*** Opening Text block ***
Weekly News Wrap: Monday, March 9, 2015
Your weekly selection of international law and international relations headlines from around the world:
- The International Criminal Court’s Pre-Trial Chamber II decided on Monday that Sudan had failed to cooperate in its war crimes investigation of President Omar al-Bashir and it plans to inform the United Nations Security Council (see press release here).
- Troops from Chad and Niger have retaken two northeastern Nigerian towns and left some 200 Boko Haram fighters dead, a Chadian security source has said.
- The leader of the Nigeria-based group Boko Haram has pledged allegiance to the Islamic State of Iraq and the Levant (ISIL).
Middle East and Northern Africa
- U.S. and coalition forces conducted five air strikes against Islamic State fighters in Syria and nine in Iraq since early Sunday, the U.S. military said on Monday.
- The Arab League called for the creation of a regional force to combat militants as countries face a growing threat from Islamic State and other groups.
*** Closing Text block ***
*** Opening Available data ***
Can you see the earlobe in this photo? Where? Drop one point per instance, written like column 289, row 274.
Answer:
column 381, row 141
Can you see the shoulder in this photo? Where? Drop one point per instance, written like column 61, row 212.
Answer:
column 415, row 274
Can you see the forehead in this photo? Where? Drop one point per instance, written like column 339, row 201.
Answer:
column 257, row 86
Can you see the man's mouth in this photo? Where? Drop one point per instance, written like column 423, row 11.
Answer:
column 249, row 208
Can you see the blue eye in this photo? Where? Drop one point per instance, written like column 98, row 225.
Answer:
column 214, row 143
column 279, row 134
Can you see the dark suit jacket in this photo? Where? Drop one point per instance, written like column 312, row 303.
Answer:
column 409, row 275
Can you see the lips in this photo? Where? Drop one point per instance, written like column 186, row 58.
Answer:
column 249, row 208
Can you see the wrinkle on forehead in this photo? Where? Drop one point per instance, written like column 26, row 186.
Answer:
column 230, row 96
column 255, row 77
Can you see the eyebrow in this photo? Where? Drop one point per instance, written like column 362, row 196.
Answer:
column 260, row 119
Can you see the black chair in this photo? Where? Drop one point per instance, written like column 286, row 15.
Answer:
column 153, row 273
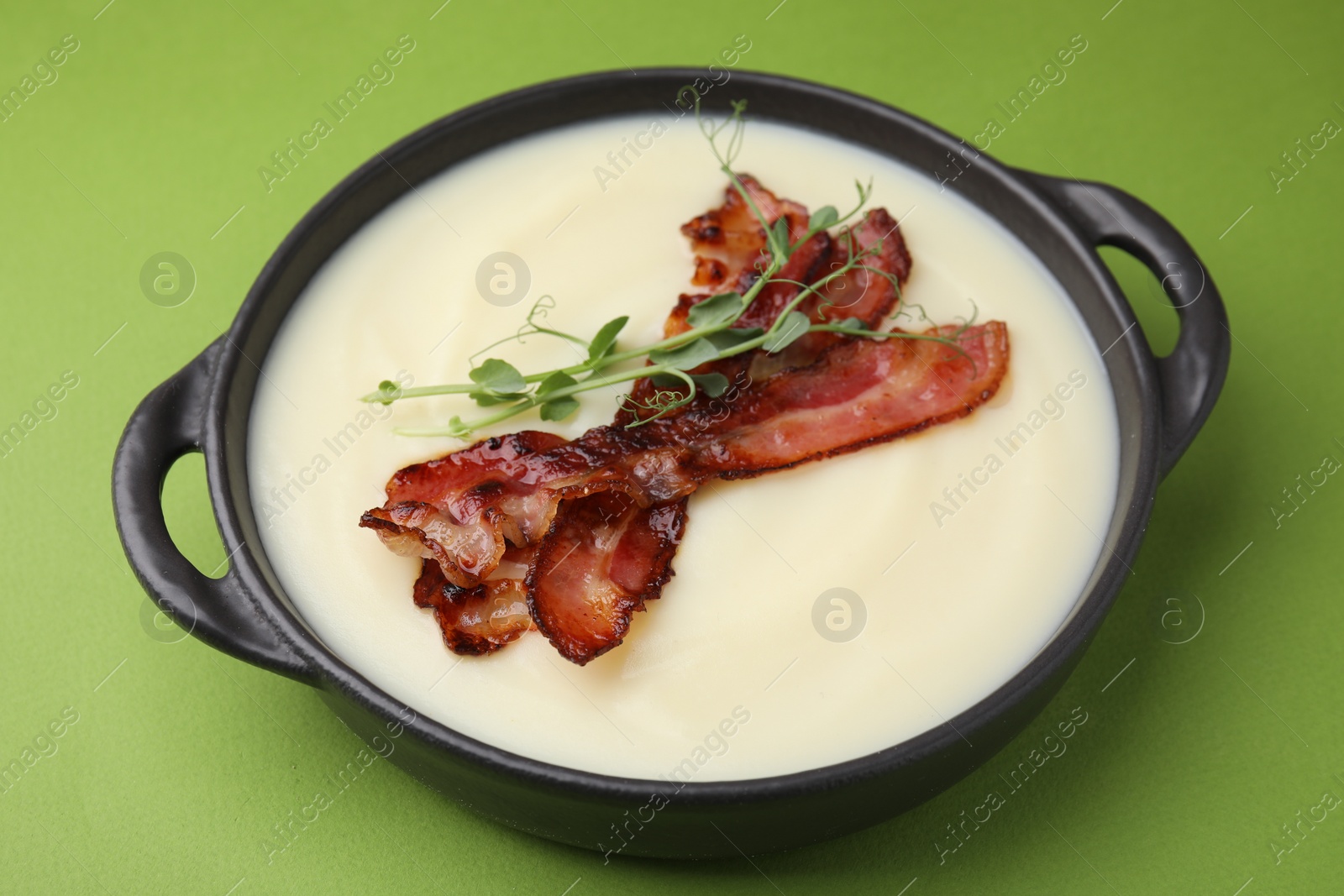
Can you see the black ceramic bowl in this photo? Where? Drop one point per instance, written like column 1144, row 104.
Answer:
column 206, row 406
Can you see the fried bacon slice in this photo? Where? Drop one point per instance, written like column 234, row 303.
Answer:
column 596, row 521
column 602, row 559
column 474, row 621
column 729, row 242
column 507, row 488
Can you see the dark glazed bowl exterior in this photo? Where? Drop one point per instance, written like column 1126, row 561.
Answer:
column 205, row 407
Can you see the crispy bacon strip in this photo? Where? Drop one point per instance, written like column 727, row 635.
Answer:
column 604, row 513
column 860, row 391
column 475, row 621
column 602, row 559
column 729, row 241
column 582, row 594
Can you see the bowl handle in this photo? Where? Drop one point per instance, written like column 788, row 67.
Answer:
column 167, row 425
column 1193, row 375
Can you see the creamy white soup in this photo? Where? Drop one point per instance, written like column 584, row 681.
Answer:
column 816, row 614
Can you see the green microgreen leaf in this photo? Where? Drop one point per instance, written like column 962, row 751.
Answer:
column 780, row 235
column 823, row 217
column 790, row 329
column 559, row 409
column 727, row 338
column 714, row 311
column 559, row 379
column 497, row 376
column 389, row 392
column 685, row 356
column 605, row 338
column 853, row 324
column 491, row 399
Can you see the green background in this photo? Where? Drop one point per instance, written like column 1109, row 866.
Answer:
column 183, row 759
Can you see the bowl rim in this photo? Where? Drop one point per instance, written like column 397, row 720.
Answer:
column 333, row 673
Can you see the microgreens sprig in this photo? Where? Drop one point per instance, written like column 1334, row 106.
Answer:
column 710, row 335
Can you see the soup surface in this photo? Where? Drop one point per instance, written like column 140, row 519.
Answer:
column 817, row 614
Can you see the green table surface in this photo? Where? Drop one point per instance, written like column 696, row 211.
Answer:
column 179, row 761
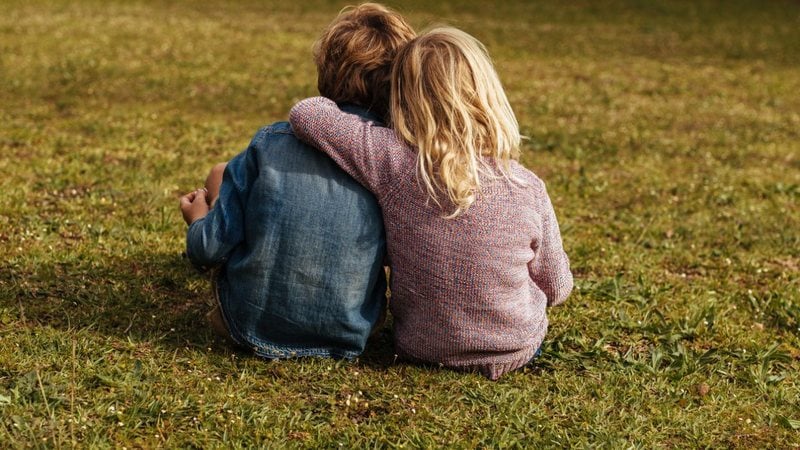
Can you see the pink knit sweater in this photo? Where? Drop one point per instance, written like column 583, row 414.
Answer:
column 469, row 292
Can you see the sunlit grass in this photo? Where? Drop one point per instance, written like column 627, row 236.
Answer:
column 668, row 134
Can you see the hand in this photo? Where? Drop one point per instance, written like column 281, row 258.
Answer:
column 194, row 206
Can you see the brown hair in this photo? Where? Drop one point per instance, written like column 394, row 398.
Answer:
column 355, row 53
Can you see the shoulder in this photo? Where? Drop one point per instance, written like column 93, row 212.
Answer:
column 269, row 134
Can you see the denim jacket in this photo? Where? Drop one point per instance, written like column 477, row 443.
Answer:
column 299, row 245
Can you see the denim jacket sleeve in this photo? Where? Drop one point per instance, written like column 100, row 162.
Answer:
column 211, row 239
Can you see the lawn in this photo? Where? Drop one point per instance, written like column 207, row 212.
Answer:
column 669, row 137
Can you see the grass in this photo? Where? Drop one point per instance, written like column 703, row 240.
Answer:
column 668, row 134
*** Closing Available data ***
:: Problems to work on ::
• a. Decide whether each of these statements agrees with the weekly news wrap, and answer yes or no with the deciding words of the wrap quoted: (i) The International Criminal Court ruling on Sudan came from Pre-Trial Chamber II. (ii) Troops from Chad and Cameroon retook two Nigerian towns. (iii) The U.S. military reported nine air strikes in Syria.
• b. Write the next part of the weekly news wrap, continuing after its last headline.

:: Task-by-task results ::
• a.
(i) Yes: "The International Criminal Court’s Pre-Trial Chamber II decided on Monday that Sudan had failed to cooperate"
(ii) No: "Troops from Chad and Niger have retaken two northeastern Nigerian towns"
(iii) No: "five air strikes against Islamic State fighters in Syria and nine in Iraq"

• b.
- Islamic State militants in Libya seized a group of foreigners (from Austria, the Czech republic, Bangladesh, the Philippines and at least one African country) at the al-Ghani oilfield last week, a spokesman for the Austrian foreign ministry said citing “secure information” on Monday, adding that they were alive when taken.
- Iran and the IAEA, the U.N. nuclear watchdog, held talks in Tehran on Monday, the Iranian Students News Agency reported, ahead of a March deadline for a framework agreement on Iran’s nuclear program between Tehran and six major powers.
- China will welcome all national leaders to a military parade marking the 70th anniversary of the end of World War Two, the foreign minister said on Sunday, the strongest sign yet that it could invite wartime enemy Japan.
- The embers of the quarter-century-old war over Nagorno-Karabakh – a landlocked mountainous region in the South Caucasus that lies at a crossroads between East and West – are smouldering again, and raising concerns another full-scale war is not far away.
- Progress is being made on drawn-out border talks with India, China’s foreign minister said on Sunday, likening the process to climbing a mountain that becomes harder the closer to the summit you get.
- A senior Afghan lawmaker has warned President Ashraf Ghani about relying on Pakistan to help broker peace talks with the Taliban, citing what he said was Islamabad’s history of supporting the insurgents.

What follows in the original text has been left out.